PROMPT - Quote the records that follow in full, leaving the pictures out.

INPUT RECORDS -
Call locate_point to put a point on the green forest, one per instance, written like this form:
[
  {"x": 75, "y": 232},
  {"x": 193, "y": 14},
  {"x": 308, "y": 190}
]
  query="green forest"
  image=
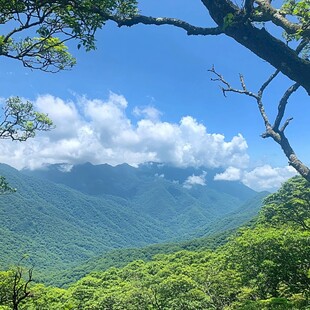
[
  {"x": 263, "y": 265},
  {"x": 128, "y": 241}
]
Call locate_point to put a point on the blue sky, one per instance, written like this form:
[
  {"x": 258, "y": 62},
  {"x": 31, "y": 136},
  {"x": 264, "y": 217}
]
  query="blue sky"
[{"x": 145, "y": 94}]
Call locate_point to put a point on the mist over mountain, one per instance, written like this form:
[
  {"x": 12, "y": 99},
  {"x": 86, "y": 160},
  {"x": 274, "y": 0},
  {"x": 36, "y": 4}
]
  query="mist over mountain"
[{"x": 62, "y": 215}]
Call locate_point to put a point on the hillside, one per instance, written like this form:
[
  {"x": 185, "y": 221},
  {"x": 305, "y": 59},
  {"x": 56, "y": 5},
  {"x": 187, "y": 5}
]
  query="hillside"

ANSWER FOR THE TASK -
Call locate_point to put a point on the green forest, one per instance, written like this form:
[
  {"x": 75, "y": 232},
  {"x": 193, "y": 14},
  {"x": 308, "y": 190}
]
  query="green forest"
  image=
[
  {"x": 263, "y": 265},
  {"x": 128, "y": 241}
]
Call locate_point to put a point on the blue sky, one per instance, written like this form:
[
  {"x": 258, "y": 62},
  {"x": 31, "y": 136},
  {"x": 264, "y": 217}
]
  query="blue sky"
[{"x": 145, "y": 94}]
Call locate_point to put a point on the mist over mountain, one per instance, written like this form:
[
  {"x": 12, "y": 99},
  {"x": 86, "y": 160},
  {"x": 274, "y": 0},
  {"x": 36, "y": 4}
]
  query="mist over mountain"
[{"x": 62, "y": 215}]
Call locate_point to put a point on the hillside, one per instance, written like this form:
[
  {"x": 185, "y": 221},
  {"x": 305, "y": 59},
  {"x": 56, "y": 5},
  {"x": 187, "y": 5}
]
  query="hillside"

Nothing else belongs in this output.